• **Required work**:
• a. Can you copy, word for word, the part of the Becks Grove Airport text that opens with the words containing "Statistics (2011)" and closes with "York, United States."?
• b. Which labels head the entries listed under "Summary" in the Becks Grove Airport text?
• c. Can you pick up the Becks Grove Airport text after its last sentence and keep writing it?

• **Text segment**:
- IATA: none; ICAO: none; FAA LID: K16;

Summary
- Airport type: Public use
- Owner: Andrew & Christina Hoffman
- Serves: Rome, New York
- Elevation AMSL: 450 ft (140 m)
- Coordinates: 43°15′03″N 075°36′16″W﻿ / ﻿43.25083°N 75.60444°W

Map
- K16 Location of airport in New York

Runways
| Direction | Length |  | Surface |
| ft | m |
| 6/24 | 3,000 | 914 | Asphalt |

Statistics (2011)
- Aircraft operations: 6,050
- Based aircraft: 11
- Source: Federal Aviation Administration

= Becks Grove Airport =

Becks Grove Airport is a privately owned, public use airport located eight nautical miles (9 mi, 15 km) northwest of the central business district of Rome, a city in Oneida County, New York, United States.

The former airport code for Becks Grove was NY45. It was changed to K16 in the early 2000s.

• **Given information**:
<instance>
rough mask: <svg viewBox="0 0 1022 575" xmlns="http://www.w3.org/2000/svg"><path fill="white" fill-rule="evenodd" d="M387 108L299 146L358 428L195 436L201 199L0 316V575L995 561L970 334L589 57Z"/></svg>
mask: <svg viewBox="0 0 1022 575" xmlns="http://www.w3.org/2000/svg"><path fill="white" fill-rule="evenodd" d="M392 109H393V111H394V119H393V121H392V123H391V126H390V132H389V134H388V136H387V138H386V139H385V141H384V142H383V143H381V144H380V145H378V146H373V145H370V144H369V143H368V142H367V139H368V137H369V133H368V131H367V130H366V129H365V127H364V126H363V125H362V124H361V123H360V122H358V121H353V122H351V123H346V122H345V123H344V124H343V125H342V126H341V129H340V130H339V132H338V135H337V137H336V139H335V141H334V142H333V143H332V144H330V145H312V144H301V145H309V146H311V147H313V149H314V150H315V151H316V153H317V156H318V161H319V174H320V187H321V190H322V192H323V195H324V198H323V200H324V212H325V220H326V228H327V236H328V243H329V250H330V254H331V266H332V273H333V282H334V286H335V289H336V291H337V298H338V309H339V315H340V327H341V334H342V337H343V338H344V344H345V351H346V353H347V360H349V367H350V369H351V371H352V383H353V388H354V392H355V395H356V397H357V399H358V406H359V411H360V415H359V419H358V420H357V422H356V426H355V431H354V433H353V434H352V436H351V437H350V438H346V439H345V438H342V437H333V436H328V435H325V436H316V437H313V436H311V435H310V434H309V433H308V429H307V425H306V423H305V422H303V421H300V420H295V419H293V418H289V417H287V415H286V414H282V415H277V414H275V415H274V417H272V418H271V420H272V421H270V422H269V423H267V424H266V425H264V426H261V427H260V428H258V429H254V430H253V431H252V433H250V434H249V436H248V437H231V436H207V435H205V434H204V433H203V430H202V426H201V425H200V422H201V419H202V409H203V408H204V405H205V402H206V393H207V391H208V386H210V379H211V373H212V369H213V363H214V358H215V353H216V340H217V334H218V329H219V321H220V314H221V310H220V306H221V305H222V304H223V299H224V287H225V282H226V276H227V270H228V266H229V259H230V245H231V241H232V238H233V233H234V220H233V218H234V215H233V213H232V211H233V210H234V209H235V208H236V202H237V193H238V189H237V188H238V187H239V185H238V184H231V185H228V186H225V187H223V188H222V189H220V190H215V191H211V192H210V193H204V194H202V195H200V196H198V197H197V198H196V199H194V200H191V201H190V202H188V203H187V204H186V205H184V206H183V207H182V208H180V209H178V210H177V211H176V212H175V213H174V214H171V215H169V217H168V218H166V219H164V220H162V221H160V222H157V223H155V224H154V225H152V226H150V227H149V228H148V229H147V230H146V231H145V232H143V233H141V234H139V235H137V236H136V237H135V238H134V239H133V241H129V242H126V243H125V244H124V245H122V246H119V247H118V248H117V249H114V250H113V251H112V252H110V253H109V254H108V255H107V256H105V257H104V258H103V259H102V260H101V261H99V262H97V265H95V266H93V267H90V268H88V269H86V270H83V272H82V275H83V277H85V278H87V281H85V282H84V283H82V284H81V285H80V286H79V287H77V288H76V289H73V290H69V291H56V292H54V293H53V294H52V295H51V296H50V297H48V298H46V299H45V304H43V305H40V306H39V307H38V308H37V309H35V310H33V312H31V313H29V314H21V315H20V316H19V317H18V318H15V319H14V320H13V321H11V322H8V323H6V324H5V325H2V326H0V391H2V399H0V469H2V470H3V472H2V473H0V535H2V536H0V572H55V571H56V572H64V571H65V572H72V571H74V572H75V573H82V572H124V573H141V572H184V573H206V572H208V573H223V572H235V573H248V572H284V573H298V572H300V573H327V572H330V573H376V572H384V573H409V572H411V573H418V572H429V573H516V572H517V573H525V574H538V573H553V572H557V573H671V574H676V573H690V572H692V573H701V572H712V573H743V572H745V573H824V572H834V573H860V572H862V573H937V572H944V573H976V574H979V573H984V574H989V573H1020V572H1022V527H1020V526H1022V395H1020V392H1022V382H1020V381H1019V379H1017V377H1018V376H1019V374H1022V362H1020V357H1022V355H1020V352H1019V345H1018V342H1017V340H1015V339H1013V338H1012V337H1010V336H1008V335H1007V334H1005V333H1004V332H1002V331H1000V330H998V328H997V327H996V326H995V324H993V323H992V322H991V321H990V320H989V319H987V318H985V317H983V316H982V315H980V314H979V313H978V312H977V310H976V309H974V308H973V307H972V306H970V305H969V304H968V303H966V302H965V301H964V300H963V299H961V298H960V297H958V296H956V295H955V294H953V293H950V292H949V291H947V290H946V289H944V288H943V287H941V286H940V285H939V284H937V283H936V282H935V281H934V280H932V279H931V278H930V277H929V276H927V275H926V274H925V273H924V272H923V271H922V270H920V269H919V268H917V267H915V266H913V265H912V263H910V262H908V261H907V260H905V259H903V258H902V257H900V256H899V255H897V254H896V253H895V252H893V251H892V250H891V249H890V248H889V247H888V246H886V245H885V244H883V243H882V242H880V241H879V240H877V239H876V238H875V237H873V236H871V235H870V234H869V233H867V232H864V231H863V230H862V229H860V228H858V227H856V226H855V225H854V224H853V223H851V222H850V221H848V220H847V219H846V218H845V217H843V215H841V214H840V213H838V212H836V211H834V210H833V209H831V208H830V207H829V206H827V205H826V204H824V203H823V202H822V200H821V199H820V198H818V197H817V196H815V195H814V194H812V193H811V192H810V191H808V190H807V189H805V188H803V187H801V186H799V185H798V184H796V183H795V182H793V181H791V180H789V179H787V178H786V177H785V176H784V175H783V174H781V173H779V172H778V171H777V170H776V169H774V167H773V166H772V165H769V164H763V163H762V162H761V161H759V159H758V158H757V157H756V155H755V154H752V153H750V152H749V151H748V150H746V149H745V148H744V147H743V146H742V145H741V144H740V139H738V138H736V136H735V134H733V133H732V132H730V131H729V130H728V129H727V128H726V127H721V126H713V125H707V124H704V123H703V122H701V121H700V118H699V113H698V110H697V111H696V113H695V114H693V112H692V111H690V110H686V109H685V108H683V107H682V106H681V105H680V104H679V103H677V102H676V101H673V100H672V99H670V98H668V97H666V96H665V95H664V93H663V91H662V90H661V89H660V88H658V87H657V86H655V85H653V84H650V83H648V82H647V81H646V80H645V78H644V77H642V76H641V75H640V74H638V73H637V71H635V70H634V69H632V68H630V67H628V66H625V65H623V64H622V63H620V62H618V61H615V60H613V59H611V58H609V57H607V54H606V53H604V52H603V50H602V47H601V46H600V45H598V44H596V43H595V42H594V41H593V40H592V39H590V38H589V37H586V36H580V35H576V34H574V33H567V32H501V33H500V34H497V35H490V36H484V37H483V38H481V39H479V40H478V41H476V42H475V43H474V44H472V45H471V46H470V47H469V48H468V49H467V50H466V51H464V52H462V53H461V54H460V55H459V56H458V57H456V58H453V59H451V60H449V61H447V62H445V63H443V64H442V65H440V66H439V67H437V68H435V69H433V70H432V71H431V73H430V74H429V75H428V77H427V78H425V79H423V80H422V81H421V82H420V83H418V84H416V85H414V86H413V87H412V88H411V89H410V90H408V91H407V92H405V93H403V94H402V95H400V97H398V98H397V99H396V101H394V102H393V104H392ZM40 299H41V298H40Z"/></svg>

• **Written responses**:
• a.
Statistics (2011)
- Aircraft operations: 6,050
- Based aircraft: 11
- Source: Federal Aviation Administration

= Becks Grove Airport =

Becks Grove Airport is a privately owned, public use airport located eight nautical miles (9 mi, 15 km) northwest of the central business district of Rome, a city in Oneida County, New York, United States.

• b.
Airport type
Owner
Serves
Elevation AMSL
Coordinates

• c.
== Facilities and aircraft ==
Becks Grove Airport covers an area of 120 acres (49 ha) at an elevation of 450 feet (137 m) above mean sea level. It has one runway designated 6/24 with an asphalt surface measuring 3,000 by 23 feet (914 x 7 m).

For the 12-month period ending October 7, 2011, the airport had 6,050 aircraft operations, an average of 16 per day: 99% general aviation and 1% military. At that time there were 11 aircraft based at this airport: 91% single-engine and 9% helicopter.